● **Text excerpt**

>>>

- Film poster
- Directed by: Robert Wise
- Written by: Martin Rackin Gina Kaus
- Produced by: Milton Sperling
- Starring: Eleanor Parker Patricia Neal Ruth Roman
- Cinematography: Sidney Hickox
- Edited by: Thomas Reilly
- Music by: David Buttolph
- Production company: United States Pictures
- Distributed by: Warner Bros. Pictures
- Release date: October 14, 1950;
- Running time: 98 minutes
- Country: United States
- Language: English
- Box office: $1.4 million

= Three Secrets =

1950 film by Robert Wise

Three Secrets is a 1950 Warner Bros. American drama film directed by Robert Wise and starring Eleanor Parker, Patricia Neal and Ruth Roman.

==Plot==
A private plane crashes in the California mountains and a five-year-old boy survives. Little else is known except the child is an orphan.

Susan Chase believes that the boy could be hers. Before she was wed to lawyer Bill Chase, she was involved with a Marine during the war and became suicidal later, giving their child for adoption. Bill has never been told Susan's secret.

<<<

● **Prompt a**
Copy the rows word for word, from the line with "Where can the wet rock be seen here?" to the line with "x=386, y=204".

● **Records supplied**

>>>

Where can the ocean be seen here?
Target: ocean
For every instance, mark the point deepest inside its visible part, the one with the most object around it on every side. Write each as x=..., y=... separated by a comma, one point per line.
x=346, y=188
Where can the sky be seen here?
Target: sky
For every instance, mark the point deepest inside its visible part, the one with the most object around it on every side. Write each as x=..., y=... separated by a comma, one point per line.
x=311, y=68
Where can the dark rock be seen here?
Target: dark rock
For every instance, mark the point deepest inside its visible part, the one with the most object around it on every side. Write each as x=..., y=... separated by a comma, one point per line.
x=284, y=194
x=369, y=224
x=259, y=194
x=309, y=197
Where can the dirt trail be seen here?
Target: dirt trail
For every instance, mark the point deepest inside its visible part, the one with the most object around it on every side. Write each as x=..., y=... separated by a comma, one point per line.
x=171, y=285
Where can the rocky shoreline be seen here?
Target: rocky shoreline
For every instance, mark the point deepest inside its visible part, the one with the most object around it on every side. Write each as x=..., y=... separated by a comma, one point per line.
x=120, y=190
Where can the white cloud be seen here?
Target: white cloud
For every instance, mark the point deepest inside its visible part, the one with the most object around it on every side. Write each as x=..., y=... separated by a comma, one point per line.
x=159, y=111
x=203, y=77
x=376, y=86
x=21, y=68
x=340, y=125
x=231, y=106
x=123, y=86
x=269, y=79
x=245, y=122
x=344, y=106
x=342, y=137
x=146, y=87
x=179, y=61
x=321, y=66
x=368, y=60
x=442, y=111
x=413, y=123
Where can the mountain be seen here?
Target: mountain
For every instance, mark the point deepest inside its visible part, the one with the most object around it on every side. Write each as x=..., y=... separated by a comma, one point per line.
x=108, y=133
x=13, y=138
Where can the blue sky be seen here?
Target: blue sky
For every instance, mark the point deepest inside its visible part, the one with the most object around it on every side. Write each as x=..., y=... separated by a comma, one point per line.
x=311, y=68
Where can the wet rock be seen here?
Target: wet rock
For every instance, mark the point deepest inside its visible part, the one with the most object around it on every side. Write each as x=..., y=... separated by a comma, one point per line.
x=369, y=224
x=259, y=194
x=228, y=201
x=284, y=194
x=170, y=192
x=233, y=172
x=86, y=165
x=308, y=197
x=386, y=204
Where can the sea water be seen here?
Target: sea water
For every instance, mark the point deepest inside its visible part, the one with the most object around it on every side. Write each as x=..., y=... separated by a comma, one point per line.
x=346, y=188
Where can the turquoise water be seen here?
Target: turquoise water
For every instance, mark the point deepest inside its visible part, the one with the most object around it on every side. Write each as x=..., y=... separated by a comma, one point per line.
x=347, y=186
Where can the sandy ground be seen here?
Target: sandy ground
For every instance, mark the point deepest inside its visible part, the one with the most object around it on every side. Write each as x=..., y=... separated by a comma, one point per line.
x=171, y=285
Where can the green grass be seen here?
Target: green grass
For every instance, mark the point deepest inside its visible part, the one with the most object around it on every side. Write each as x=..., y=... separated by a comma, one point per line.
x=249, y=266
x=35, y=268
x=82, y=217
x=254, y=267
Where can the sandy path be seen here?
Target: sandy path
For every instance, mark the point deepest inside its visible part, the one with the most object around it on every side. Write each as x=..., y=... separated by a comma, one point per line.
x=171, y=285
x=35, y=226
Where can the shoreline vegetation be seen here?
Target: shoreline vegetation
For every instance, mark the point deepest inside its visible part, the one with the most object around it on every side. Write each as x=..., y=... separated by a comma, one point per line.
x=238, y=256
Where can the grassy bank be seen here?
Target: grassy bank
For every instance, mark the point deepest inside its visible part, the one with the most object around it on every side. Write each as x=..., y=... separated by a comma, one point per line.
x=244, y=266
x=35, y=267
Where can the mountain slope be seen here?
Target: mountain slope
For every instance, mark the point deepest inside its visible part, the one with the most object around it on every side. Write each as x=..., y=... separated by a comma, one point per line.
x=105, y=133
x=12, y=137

<<<

● **Prompt b**
Reproduce the Three Secrets film article in full, word for word.

● **Correct response a**
Where can the wet rock be seen here?
Target: wet rock
For every instance, mark the point deepest inside its visible part, the one with the most object around it on every side. Write each as x=..., y=... separated by a comma, one point per line.
x=369, y=224
x=259, y=194
x=228, y=201
x=284, y=194
x=170, y=192
x=233, y=172
x=86, y=165
x=308, y=197
x=386, y=204

● **Correct response b**
- Film poster
- Directed by: Robert Wise
- Written by: Martin Rackin Gina Kaus
- Produced by: Milton Sperling
- Starring: Eleanor Parker Patricia Neal Ruth Roman
- Cinematography: Sidney Hickox
- Edited by: Thomas Reilly
- Music by: David Buttolph
- Production company: United States Pictures
- Distributed by: Warner Bros. Pictures
- Release date: October 14, 1950;
- Running time: 98 minutes
- Country: United States
- Language: English
- Box office: $1.4 million

= Three Secrets =

1950 film by Robert Wise

Three Secrets is a 1950 Warner Bros. American drama film directed by Robert Wise and starring Eleanor Parker, Patricia Neal and Ruth Roman.

==Plot==
A private plane crashes in the California mountains and a five-year-old boy survives. Little else is known except the child is an orphan.

Susan Chase believes that the boy could be hers. Before she was wed to lawyer Bill Chase, she was involved with a Marine during the war and became suicidal later, giving their child for adoption. Bill has never been told Susan's secret.